**Records**
++++++
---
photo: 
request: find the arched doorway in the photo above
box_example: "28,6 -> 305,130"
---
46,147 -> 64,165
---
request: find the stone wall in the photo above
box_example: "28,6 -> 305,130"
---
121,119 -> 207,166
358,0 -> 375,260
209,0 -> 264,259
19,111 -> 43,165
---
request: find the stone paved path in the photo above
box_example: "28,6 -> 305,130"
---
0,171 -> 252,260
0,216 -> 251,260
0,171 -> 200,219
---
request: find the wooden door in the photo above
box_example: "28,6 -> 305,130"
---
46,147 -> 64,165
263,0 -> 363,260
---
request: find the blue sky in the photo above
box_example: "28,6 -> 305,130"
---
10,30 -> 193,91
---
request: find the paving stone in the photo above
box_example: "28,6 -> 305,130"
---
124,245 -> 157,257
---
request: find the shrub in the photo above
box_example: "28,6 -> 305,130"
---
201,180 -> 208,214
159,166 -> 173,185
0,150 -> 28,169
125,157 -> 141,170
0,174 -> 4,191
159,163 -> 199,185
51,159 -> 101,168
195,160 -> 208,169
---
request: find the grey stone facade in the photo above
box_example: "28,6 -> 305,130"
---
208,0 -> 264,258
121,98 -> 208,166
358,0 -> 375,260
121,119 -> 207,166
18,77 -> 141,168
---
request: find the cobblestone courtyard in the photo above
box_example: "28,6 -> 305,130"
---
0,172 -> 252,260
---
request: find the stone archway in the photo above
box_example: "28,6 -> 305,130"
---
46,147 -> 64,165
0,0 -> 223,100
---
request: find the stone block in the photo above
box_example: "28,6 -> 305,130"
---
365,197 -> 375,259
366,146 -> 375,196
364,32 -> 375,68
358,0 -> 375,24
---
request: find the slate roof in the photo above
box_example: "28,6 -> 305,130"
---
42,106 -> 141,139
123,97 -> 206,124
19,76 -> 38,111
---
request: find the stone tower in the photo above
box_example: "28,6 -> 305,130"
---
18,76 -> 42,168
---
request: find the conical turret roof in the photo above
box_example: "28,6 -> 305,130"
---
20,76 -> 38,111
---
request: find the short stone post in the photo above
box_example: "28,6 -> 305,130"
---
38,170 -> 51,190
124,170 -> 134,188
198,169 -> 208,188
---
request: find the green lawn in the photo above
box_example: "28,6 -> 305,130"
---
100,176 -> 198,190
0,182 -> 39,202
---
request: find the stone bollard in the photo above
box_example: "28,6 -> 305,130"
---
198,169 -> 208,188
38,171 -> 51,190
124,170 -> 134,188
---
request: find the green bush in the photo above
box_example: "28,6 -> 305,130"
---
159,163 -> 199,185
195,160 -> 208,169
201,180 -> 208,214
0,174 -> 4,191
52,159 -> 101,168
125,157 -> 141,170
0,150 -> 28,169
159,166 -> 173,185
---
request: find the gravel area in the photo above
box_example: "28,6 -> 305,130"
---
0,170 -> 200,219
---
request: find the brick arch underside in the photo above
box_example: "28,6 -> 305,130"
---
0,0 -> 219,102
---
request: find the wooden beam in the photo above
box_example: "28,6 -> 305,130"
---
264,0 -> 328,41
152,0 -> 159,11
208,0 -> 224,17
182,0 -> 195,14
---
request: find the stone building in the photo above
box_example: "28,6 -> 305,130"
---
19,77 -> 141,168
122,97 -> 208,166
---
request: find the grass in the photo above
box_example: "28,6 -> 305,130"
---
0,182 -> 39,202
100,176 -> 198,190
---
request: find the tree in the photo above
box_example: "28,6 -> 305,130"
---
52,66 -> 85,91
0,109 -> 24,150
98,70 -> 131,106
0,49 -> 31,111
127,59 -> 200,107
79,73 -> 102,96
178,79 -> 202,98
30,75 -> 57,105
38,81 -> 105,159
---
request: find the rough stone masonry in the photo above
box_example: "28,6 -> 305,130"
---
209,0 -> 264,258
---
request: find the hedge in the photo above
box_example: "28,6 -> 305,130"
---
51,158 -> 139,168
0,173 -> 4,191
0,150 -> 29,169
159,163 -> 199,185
++++++
All of the data must be returned exactly.

---
photo: 
request: find the arched doorway in the photo above
box_example: "28,6 -> 305,130"
---
46,147 -> 64,165
---
request: find the stone wall in the photo above
box_example: "28,6 -> 305,130"
---
121,119 -> 207,166
358,0 -> 375,260
209,0 -> 264,259
19,111 -> 43,165
---
request: find the stone paved path in the photo above
box_example: "28,6 -> 305,130"
---
0,171 -> 252,260
0,216 -> 251,260
0,171 -> 200,219
---
request: find the wooden door in the photo above
box_example: "28,6 -> 305,130"
---
46,147 -> 64,165
263,0 -> 363,260
---
request: find the blue sky in the photo above
box_example: "28,6 -> 305,130"
---
10,30 -> 193,91
---
request: find the paving stone in the photo above
box_example: "28,6 -> 305,130"
---
124,245 -> 157,257
---
request: find the shrub in the photo above
box_example: "28,6 -> 305,130"
---
201,180 -> 208,214
159,166 -> 173,185
0,150 -> 28,169
125,157 -> 141,170
0,174 -> 4,191
159,163 -> 199,185
51,159 -> 101,168
195,160 -> 208,169
---
request: find the grey stone facade in the photo above
box_example: "28,6 -> 305,130"
---
208,0 -> 264,258
121,98 -> 208,166
358,0 -> 375,260
121,119 -> 207,166
18,77 -> 141,168
---
request: find the cobblestone courtyard in the photo above
box_example: "28,6 -> 305,130"
---
0,172 -> 252,260
---
request: find the stone archway in the photo above
box_example: "28,6 -> 305,130"
---
46,147 -> 64,165
0,0 -> 223,100
---
request: find the stone block in the photo above
box_example: "28,6 -> 305,130"
---
365,197 -> 375,259
366,146 -> 375,196
364,32 -> 375,68
358,0 -> 375,24
---
request: find the slate roof in the photo above
box_example: "28,6 -> 305,130"
---
42,106 -> 141,139
123,97 -> 206,124
19,76 -> 38,111
---
request: find the stone tower in the photo above
box_example: "28,6 -> 305,130"
---
18,76 -> 42,168
---
request: find the conical turret roof in the photo above
box_example: "28,6 -> 305,130"
---
20,76 -> 38,111
---
request: find the short stone post in the photo above
box_example: "28,6 -> 305,130"
---
38,170 -> 51,190
124,170 -> 134,188
198,169 -> 208,188
---
request: find the green lawn in the photo above
box_example: "28,6 -> 305,130"
---
100,176 -> 198,190
0,182 -> 39,202
---
request: find the stone bollard in the photo above
box_example: "28,6 -> 305,130"
---
198,169 -> 208,188
38,171 -> 51,190
124,170 -> 134,188
---
request: find the green bush in the photo above
box_example: "28,6 -> 305,130"
---
159,163 -> 199,185
195,160 -> 208,169
201,180 -> 208,214
0,174 -> 4,191
52,159 -> 101,168
125,157 -> 141,170
0,150 -> 28,169
159,166 -> 173,185
---
request: find the gravel area in the photo above
box_example: "28,6 -> 305,130"
---
0,170 -> 200,219
---
request: find the brick arch underside in the photo above
box_example: "28,6 -> 305,130"
---
0,0 -> 219,102
---
request: find the wooden beam in the photo above
box_example: "28,6 -> 305,130"
---
264,0 -> 328,41
152,0 -> 159,11
208,0 -> 224,17
182,0 -> 195,14
---
request: find the stone building in the photo above
box_example: "28,6 -> 305,130"
---
19,77 -> 141,168
122,97 -> 208,166
---
request: find the grass in the photo above
box_example: "28,6 -> 305,130"
---
0,182 -> 39,202
100,176 -> 198,190
---
request: find the tree in the photo above
box_example: "28,6 -> 305,130"
---
52,66 -> 85,91
0,109 -> 24,150
98,70 -> 131,106
0,49 -> 31,111
127,59 -> 200,107
79,73 -> 102,96
178,79 -> 202,98
30,75 -> 57,105
38,81 -> 105,159
---
request: find the rough stone masonry in the photo above
box_example: "28,6 -> 305,130"
---
209,0 -> 264,258
---
request: find the hedge in the photo above
box_example: "28,6 -> 305,130"
---
51,158 -> 139,168
0,173 -> 4,191
0,150 -> 29,169
159,163 -> 199,185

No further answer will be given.